Objective
Turn the lines running from the one containing "like [338, 230]." up to and including the last line of the records into a numbered list, leaving out any blank lines.

Records
↓↓↓

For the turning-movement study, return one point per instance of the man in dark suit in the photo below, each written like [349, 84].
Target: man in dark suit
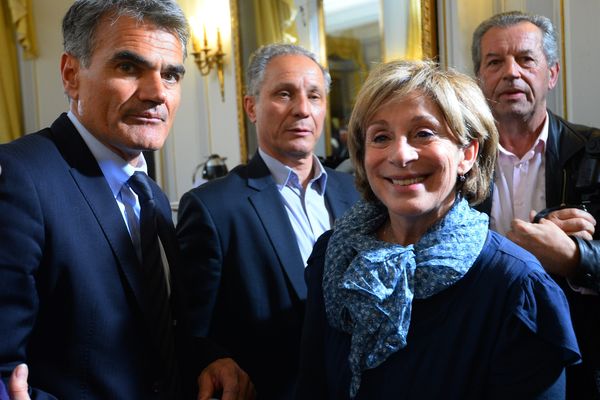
[245, 238]
[540, 163]
[75, 300]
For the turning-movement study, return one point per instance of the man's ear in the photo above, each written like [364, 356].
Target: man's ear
[69, 71]
[250, 107]
[469, 157]
[553, 72]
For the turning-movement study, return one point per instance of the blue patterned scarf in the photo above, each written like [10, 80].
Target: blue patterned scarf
[369, 285]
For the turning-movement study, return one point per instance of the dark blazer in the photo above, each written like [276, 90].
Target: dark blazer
[244, 272]
[70, 282]
[565, 152]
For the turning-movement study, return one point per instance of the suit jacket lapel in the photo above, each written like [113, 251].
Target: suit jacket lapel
[269, 207]
[92, 184]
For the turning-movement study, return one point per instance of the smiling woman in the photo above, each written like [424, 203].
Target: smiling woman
[411, 274]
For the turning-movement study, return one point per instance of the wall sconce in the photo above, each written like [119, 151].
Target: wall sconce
[206, 59]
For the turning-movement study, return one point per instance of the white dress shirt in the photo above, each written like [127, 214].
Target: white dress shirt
[519, 184]
[306, 209]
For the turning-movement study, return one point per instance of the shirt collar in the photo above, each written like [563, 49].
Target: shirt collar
[284, 175]
[539, 144]
[115, 169]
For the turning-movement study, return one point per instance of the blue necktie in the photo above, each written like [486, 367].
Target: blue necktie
[156, 295]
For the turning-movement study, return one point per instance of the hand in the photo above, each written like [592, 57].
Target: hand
[555, 250]
[573, 221]
[226, 376]
[17, 385]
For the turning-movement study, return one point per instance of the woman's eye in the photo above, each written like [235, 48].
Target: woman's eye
[126, 67]
[424, 134]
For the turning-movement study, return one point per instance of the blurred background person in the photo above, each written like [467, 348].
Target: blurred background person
[548, 164]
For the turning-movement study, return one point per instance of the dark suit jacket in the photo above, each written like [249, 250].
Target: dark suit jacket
[244, 272]
[565, 151]
[71, 302]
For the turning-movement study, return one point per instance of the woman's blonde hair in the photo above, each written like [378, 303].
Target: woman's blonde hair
[460, 100]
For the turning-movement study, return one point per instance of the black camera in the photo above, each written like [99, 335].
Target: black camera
[588, 179]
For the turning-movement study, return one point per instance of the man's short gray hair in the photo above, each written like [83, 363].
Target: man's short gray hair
[507, 19]
[81, 21]
[259, 60]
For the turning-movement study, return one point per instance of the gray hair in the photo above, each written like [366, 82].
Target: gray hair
[81, 21]
[504, 20]
[259, 60]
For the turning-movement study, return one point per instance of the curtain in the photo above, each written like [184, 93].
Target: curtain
[348, 48]
[275, 21]
[414, 48]
[16, 22]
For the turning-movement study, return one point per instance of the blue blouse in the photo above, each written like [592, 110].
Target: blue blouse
[502, 330]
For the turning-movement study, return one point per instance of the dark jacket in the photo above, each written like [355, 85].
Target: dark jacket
[244, 271]
[71, 303]
[565, 158]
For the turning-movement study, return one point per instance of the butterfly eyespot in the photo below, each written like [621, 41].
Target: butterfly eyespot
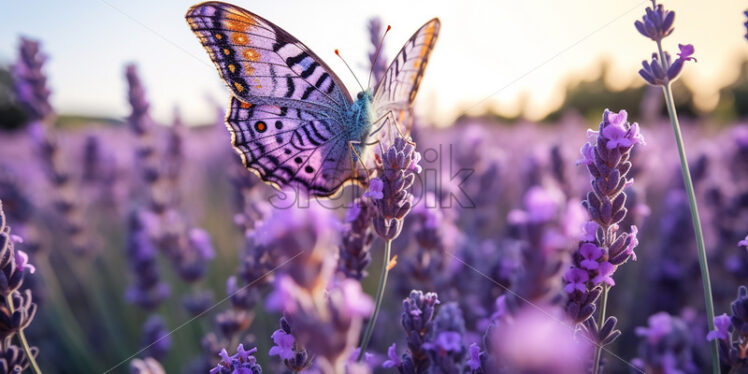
[240, 39]
[251, 54]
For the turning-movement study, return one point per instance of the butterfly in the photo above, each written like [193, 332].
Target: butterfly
[291, 119]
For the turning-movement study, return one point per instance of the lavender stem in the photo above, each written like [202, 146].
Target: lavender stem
[378, 303]
[600, 321]
[22, 338]
[706, 283]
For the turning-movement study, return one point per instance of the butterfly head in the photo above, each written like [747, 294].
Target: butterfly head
[365, 96]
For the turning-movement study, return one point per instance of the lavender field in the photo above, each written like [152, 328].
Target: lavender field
[609, 236]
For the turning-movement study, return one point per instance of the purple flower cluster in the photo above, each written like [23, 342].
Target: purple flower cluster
[294, 357]
[417, 320]
[666, 346]
[17, 309]
[602, 248]
[357, 237]
[242, 362]
[389, 191]
[657, 24]
[732, 333]
[31, 82]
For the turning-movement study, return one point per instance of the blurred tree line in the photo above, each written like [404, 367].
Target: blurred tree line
[590, 97]
[587, 97]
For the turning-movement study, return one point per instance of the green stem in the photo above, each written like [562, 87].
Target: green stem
[603, 305]
[22, 338]
[380, 294]
[703, 264]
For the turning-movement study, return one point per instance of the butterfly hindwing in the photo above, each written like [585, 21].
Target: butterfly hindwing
[261, 63]
[397, 89]
[290, 147]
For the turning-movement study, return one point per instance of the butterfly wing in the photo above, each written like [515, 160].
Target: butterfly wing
[292, 147]
[286, 115]
[262, 63]
[396, 91]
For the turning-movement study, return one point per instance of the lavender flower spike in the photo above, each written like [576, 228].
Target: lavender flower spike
[31, 82]
[603, 248]
[17, 309]
[242, 362]
[660, 72]
[356, 239]
[657, 23]
[396, 170]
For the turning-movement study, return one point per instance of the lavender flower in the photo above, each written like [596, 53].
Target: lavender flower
[31, 82]
[666, 346]
[606, 155]
[293, 356]
[446, 349]
[146, 290]
[396, 170]
[657, 23]
[17, 309]
[731, 332]
[356, 237]
[417, 320]
[156, 338]
[658, 73]
[146, 366]
[241, 362]
[744, 242]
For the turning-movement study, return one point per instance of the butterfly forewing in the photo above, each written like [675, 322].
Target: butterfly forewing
[288, 117]
[397, 89]
[286, 111]
[261, 63]
[290, 147]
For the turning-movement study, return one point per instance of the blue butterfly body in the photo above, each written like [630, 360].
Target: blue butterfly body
[291, 119]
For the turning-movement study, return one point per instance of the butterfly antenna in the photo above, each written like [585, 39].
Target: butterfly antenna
[337, 52]
[376, 55]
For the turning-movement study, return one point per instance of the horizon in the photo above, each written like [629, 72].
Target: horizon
[535, 67]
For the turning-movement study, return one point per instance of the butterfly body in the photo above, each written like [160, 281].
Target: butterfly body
[361, 120]
[291, 119]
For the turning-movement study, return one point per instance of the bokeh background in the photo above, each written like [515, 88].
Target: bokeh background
[510, 91]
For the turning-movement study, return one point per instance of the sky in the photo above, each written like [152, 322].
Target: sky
[490, 54]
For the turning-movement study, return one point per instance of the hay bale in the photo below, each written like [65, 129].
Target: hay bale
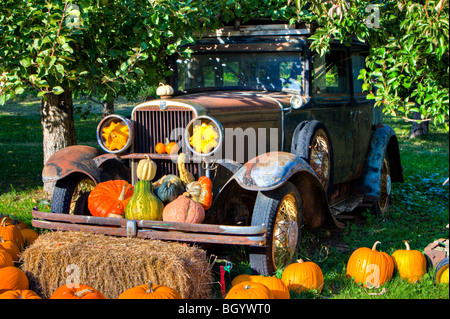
[113, 264]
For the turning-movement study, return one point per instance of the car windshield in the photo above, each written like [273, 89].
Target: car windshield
[271, 71]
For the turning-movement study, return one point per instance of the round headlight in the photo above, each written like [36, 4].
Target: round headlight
[115, 133]
[204, 135]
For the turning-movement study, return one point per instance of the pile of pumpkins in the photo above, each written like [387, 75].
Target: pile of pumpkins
[14, 237]
[172, 198]
[366, 266]
[14, 284]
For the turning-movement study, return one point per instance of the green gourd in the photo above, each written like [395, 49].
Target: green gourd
[144, 204]
[171, 187]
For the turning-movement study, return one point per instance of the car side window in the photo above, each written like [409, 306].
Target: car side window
[330, 73]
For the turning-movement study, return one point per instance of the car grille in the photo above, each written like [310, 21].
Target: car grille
[153, 126]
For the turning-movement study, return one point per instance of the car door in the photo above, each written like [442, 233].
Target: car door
[361, 113]
[332, 105]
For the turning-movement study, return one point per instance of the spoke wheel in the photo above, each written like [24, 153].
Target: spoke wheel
[383, 202]
[280, 210]
[70, 195]
[319, 158]
[311, 142]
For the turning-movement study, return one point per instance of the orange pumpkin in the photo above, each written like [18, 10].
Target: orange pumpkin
[19, 294]
[5, 258]
[172, 148]
[150, 291]
[276, 286]
[110, 198]
[185, 210]
[160, 148]
[29, 236]
[19, 224]
[370, 267]
[12, 278]
[241, 278]
[302, 276]
[11, 232]
[249, 290]
[11, 247]
[201, 191]
[411, 264]
[77, 292]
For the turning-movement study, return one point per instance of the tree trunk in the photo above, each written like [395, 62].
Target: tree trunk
[58, 126]
[418, 129]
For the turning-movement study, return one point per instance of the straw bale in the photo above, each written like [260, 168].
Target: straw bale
[113, 264]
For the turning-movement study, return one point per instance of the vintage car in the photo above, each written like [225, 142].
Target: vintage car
[296, 144]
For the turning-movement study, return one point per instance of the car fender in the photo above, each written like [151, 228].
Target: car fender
[384, 141]
[81, 159]
[271, 170]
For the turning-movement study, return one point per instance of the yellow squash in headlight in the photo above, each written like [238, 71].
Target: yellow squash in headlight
[116, 136]
[204, 138]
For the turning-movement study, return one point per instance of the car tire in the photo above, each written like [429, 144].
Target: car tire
[312, 142]
[281, 211]
[71, 193]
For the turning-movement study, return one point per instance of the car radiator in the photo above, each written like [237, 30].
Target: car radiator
[152, 126]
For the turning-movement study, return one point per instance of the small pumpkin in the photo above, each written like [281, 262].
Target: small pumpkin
[441, 273]
[110, 198]
[12, 278]
[303, 276]
[164, 90]
[172, 148]
[241, 278]
[201, 191]
[5, 258]
[185, 210]
[170, 187]
[276, 286]
[19, 224]
[249, 290]
[144, 204]
[150, 291]
[19, 294]
[160, 148]
[11, 247]
[370, 267]
[77, 292]
[146, 169]
[185, 175]
[29, 236]
[411, 264]
[11, 232]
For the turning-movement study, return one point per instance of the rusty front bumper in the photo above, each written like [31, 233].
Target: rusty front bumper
[172, 231]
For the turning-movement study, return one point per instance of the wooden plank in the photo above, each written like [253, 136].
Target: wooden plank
[151, 224]
[155, 234]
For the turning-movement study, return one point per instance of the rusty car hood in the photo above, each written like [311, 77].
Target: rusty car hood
[231, 101]
[228, 106]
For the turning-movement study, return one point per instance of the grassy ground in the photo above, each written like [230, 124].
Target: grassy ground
[419, 210]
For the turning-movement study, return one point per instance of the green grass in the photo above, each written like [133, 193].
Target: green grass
[419, 210]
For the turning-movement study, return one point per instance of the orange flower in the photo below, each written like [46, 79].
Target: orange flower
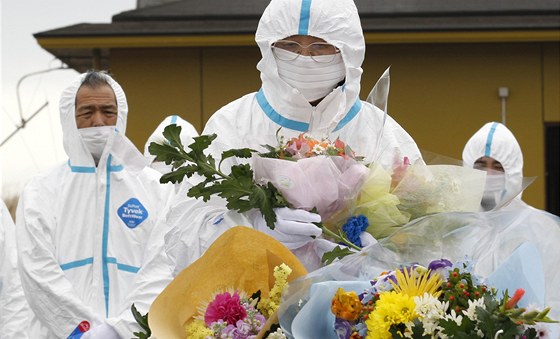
[346, 305]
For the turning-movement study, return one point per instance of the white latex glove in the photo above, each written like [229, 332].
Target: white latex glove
[293, 227]
[103, 331]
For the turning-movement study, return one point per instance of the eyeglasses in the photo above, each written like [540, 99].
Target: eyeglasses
[319, 51]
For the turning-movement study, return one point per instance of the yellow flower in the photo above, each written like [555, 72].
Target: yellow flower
[346, 305]
[392, 308]
[267, 306]
[197, 330]
[417, 283]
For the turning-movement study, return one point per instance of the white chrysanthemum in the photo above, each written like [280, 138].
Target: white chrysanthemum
[458, 319]
[470, 312]
[430, 310]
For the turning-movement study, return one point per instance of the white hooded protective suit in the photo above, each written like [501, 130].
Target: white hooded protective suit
[495, 140]
[188, 132]
[14, 311]
[254, 119]
[83, 231]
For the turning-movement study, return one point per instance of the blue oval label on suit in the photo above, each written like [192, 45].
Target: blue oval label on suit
[132, 213]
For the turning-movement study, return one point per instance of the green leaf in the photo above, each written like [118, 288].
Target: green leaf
[165, 153]
[202, 142]
[243, 153]
[142, 320]
[178, 175]
[337, 253]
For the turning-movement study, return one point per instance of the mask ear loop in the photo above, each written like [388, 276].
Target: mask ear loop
[378, 97]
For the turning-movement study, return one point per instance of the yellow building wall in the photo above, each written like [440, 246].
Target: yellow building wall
[158, 83]
[551, 82]
[440, 93]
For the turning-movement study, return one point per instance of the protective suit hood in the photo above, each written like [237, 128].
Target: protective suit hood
[80, 157]
[337, 22]
[496, 141]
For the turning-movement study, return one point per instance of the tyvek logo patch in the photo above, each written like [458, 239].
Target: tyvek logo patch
[132, 213]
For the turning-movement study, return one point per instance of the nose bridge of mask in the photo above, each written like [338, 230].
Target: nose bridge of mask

↑↑↑

Solution for this problem
1. For the turning-movement study, return one point per instance of the nose bridge of mask in the photo above, each written like [338, 230].
2. Target: nose bridge of mask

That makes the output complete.